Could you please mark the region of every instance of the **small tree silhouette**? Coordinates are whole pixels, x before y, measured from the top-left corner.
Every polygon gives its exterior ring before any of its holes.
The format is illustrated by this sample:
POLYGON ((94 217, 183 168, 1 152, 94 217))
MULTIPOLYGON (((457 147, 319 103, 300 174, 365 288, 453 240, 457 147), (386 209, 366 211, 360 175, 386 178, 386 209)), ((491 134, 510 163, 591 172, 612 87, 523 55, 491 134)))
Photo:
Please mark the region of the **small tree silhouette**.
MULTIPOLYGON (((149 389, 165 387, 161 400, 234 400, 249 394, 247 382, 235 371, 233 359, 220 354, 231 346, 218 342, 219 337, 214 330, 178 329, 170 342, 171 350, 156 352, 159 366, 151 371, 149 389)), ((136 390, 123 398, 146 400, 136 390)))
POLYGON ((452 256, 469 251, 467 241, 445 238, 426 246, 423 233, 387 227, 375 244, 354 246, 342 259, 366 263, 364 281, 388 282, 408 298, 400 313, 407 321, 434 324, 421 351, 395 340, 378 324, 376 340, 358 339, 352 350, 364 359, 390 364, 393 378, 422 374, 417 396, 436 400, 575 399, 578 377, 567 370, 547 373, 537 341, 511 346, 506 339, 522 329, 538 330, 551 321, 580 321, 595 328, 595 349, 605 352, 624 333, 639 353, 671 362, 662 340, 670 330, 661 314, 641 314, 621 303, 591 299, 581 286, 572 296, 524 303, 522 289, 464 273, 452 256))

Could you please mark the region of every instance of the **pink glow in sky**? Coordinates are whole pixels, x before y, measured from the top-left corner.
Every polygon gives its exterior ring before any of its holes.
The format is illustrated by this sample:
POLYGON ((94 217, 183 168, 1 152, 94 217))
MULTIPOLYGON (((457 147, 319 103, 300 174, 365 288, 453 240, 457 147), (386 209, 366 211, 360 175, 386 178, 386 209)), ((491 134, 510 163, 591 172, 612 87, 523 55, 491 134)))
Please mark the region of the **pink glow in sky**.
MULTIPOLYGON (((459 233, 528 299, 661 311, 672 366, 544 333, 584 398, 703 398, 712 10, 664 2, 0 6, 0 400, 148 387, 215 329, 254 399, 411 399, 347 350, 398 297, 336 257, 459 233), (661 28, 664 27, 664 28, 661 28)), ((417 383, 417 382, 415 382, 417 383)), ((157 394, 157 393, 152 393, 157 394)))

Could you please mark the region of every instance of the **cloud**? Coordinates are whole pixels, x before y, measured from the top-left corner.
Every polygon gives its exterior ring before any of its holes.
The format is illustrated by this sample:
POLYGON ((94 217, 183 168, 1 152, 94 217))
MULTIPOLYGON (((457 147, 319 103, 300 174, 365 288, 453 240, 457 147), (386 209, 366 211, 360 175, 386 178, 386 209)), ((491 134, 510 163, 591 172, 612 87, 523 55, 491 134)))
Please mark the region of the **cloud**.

WHAT THE EXERCISE ASKS:
Copy the records above line for line, with no changes.

SOLVED EXERCISE:
Could you please mark the region of every instance of the **small tree silhouette**? Coordinates are whole pixels, x before y, measured from the top-left corner.
Every polygon gives its exterior ring before any of its holes.
The format is illustrated by this sample:
POLYGON ((94 217, 183 168, 1 152, 94 217))
MULTIPOLYGON (((457 147, 319 103, 300 174, 365 288, 453 240, 457 147), (386 209, 366 211, 360 175, 386 178, 386 209)), ((491 134, 510 163, 591 172, 612 87, 523 55, 491 134)))
Photo:
Please mark the region of the **small tree silhouette**.
MULTIPOLYGON (((149 389, 165 387, 161 400, 234 400, 249 394, 247 382, 235 371, 233 359, 220 354, 231 346, 218 342, 219 337, 214 330, 178 329, 170 342, 171 350, 156 352, 159 366, 151 371, 149 389)), ((136 390, 123 398, 146 400, 136 390)))
POLYGON ((452 256, 469 251, 467 241, 445 238, 426 246, 423 233, 387 227, 375 244, 354 246, 342 259, 366 263, 364 281, 388 282, 408 298, 400 313, 407 321, 434 324, 421 351, 395 340, 378 324, 376 340, 358 339, 352 350, 364 359, 390 364, 393 378, 422 374, 417 396, 436 400, 575 399, 578 377, 567 370, 547 373, 537 341, 511 346, 506 339, 522 329, 538 330, 551 321, 580 321, 595 328, 595 349, 605 352, 624 333, 639 353, 671 362, 662 340, 670 330, 661 314, 641 314, 621 303, 591 299, 581 286, 572 296, 524 303, 522 289, 464 273, 452 256))

Could you please mark the region of every instance of the **pink glow in sky**? Coordinates are whole pixels, x before y, measured from the top-left corner.
Every polygon gives its exterior ring before any of its holes.
The format is illustrated by this sample:
POLYGON ((94 217, 183 168, 1 152, 94 217))
MULTIPOLYGON (((457 147, 319 103, 300 174, 365 288, 453 240, 457 147), (386 209, 366 211, 360 175, 386 178, 386 209)), ((491 134, 510 163, 591 172, 612 87, 523 55, 491 134)))
Please mark the region of the **pink glow in sky**.
MULTIPOLYGON (((459 233, 528 299, 661 311, 672 366, 544 333, 584 398, 703 398, 712 10, 664 2, 0 6, 0 400, 148 387, 215 329, 254 399, 411 399, 347 350, 398 297, 336 257, 459 233), (661 28, 664 27, 664 28, 661 28)), ((417 383, 417 382, 415 382, 417 383)), ((157 394, 157 393, 152 393, 157 394)))

Could you please mark the region of every instance of the **cloud**? Coordinates are whole pixels, x before y, measured from the top-left corner.
Every polygon gives its exterior ring before any of its holes.
The format is illustrated by this sample:
POLYGON ((94 217, 183 168, 1 152, 94 217))
MULTIPOLYGON (((457 147, 319 103, 300 174, 365 288, 453 240, 457 147), (386 209, 366 211, 360 175, 386 178, 386 209)), ((491 134, 510 163, 591 172, 612 87, 523 55, 491 134)))
Please mark the region of the **cloud**.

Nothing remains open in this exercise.